### Work required
Select and copy each line of the records below that contains the string "warthog". Treat the match as case-sensitive.

___ Records for the exercise ___

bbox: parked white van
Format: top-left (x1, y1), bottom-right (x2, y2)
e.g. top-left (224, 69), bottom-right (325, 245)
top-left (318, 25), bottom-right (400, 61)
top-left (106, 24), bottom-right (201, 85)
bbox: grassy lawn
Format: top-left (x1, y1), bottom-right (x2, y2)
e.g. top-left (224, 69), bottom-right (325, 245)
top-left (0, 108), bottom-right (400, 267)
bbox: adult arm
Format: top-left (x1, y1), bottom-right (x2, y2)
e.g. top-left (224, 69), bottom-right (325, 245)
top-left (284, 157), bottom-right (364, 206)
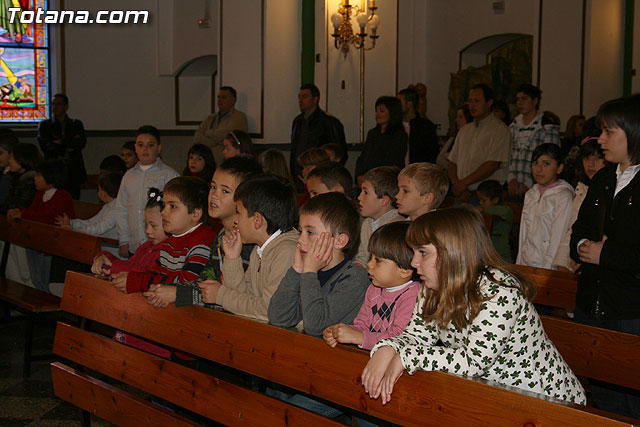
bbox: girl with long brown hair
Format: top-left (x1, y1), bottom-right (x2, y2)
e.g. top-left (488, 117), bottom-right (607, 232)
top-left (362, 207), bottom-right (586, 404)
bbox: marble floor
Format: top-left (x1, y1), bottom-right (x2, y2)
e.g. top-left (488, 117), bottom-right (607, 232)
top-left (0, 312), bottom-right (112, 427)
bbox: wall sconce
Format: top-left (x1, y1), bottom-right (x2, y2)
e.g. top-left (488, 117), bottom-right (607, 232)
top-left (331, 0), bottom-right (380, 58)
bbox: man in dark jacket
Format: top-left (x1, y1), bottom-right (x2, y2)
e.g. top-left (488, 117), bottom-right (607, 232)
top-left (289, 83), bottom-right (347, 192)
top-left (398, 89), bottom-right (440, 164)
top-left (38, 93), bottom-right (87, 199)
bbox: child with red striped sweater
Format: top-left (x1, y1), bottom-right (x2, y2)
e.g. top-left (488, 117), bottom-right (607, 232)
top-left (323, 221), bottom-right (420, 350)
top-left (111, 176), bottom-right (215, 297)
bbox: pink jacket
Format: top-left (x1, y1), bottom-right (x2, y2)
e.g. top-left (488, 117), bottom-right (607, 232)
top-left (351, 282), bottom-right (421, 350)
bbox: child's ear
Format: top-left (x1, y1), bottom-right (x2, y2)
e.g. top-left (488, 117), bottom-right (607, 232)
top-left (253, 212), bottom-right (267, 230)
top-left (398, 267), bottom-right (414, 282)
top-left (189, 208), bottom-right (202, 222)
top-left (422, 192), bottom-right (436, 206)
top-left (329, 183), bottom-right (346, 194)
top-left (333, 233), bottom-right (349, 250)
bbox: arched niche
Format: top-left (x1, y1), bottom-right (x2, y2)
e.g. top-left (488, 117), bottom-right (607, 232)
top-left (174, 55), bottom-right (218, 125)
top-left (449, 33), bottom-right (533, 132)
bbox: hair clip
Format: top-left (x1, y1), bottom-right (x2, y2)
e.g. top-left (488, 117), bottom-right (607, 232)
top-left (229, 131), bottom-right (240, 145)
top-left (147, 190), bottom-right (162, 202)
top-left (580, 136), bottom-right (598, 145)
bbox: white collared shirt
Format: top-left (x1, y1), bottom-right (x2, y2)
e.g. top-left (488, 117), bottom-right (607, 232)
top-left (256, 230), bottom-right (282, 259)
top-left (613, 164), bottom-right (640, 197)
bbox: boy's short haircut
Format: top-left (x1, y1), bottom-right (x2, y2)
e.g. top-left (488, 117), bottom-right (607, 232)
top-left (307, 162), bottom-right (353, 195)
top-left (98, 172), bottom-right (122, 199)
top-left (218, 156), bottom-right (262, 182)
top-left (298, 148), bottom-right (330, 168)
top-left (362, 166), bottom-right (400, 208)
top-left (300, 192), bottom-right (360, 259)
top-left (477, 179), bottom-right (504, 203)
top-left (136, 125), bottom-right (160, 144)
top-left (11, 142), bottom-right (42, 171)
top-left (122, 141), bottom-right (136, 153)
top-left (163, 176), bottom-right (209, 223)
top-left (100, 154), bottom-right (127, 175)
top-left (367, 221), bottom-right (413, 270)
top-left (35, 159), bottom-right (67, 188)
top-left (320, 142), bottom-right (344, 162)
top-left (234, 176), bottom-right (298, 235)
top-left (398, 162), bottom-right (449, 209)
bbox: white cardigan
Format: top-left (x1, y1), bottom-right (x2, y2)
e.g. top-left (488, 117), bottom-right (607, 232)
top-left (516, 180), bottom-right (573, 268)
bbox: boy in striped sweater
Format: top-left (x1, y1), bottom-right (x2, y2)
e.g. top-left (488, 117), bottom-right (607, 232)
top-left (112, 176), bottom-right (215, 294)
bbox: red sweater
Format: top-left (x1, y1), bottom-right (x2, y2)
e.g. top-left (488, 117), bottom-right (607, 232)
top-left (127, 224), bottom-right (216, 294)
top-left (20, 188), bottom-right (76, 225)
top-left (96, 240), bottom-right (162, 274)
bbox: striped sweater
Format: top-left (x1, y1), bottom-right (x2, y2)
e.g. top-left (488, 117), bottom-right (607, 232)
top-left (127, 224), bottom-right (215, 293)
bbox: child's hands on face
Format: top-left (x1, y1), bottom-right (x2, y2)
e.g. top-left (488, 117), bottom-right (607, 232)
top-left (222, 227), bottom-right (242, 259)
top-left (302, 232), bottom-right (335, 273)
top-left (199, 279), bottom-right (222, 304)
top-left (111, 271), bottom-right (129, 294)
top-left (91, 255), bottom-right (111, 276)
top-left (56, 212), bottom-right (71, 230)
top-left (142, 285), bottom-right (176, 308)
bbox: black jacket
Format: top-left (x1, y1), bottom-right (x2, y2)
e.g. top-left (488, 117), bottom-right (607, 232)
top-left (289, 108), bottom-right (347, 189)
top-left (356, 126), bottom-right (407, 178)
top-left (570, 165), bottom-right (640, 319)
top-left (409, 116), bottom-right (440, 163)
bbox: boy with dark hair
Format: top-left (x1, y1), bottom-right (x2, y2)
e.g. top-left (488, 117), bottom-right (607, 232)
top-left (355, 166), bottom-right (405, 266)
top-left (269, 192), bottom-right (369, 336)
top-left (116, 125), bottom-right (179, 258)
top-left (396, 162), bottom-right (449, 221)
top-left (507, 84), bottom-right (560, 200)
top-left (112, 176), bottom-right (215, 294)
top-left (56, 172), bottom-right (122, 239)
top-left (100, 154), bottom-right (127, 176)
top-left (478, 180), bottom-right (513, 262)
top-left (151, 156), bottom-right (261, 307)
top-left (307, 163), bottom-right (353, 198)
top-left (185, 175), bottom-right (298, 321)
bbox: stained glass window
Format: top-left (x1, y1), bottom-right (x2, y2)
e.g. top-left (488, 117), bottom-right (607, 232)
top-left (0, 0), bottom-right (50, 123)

___
___ Records for the exercise ___

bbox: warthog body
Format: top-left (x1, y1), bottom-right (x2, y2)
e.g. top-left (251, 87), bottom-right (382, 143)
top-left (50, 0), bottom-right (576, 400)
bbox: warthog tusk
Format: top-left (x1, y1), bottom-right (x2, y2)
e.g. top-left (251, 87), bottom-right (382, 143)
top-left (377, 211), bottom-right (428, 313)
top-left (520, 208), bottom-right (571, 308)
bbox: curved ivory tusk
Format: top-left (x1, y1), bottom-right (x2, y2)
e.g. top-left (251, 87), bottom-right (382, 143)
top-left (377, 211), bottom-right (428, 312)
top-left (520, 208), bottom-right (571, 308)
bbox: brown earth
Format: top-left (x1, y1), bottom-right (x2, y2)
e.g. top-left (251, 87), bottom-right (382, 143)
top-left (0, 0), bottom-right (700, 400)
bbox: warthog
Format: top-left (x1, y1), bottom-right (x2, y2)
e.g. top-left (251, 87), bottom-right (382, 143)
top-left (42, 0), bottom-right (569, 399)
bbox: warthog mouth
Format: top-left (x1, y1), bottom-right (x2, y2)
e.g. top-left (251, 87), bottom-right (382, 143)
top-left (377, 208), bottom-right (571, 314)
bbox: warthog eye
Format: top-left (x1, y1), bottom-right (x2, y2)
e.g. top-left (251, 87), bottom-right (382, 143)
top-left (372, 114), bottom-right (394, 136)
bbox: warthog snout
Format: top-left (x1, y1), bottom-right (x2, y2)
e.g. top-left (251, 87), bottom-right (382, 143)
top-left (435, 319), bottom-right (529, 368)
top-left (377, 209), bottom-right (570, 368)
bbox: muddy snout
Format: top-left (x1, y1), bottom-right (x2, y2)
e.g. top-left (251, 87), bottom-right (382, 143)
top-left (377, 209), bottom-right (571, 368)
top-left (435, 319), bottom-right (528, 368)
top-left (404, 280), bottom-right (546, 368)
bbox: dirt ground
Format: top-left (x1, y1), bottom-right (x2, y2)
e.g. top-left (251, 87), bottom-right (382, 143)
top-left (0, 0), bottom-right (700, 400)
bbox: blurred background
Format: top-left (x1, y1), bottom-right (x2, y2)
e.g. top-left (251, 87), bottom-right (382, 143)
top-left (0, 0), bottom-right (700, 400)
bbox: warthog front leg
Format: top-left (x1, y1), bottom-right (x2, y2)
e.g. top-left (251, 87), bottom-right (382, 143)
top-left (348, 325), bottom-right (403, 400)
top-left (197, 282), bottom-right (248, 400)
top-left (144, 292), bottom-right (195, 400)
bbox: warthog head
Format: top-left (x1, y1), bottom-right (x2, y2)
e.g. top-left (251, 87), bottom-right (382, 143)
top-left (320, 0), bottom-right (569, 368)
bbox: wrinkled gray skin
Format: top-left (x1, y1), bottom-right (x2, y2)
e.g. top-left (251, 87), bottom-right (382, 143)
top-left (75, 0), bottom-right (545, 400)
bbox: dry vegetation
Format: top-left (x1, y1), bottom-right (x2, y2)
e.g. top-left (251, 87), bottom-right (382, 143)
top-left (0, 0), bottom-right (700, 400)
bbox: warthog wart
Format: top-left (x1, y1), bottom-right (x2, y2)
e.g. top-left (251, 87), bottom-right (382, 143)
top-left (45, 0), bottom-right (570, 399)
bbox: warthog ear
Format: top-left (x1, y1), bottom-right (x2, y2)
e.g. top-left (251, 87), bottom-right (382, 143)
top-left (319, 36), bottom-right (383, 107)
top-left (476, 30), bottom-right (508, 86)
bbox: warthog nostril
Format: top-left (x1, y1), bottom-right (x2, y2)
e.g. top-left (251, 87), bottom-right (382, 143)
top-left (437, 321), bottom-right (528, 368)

___

### Worked answer
bbox: warthog body
bbox: warthog tusk
bbox: warthog
bbox: warthog mouth
bbox: warthog eye
bbox: warthog snout
bbox: warthog front leg
bbox: warthog head
bbox: warthog wart
bbox: warthog ear
bbox: warthog nostril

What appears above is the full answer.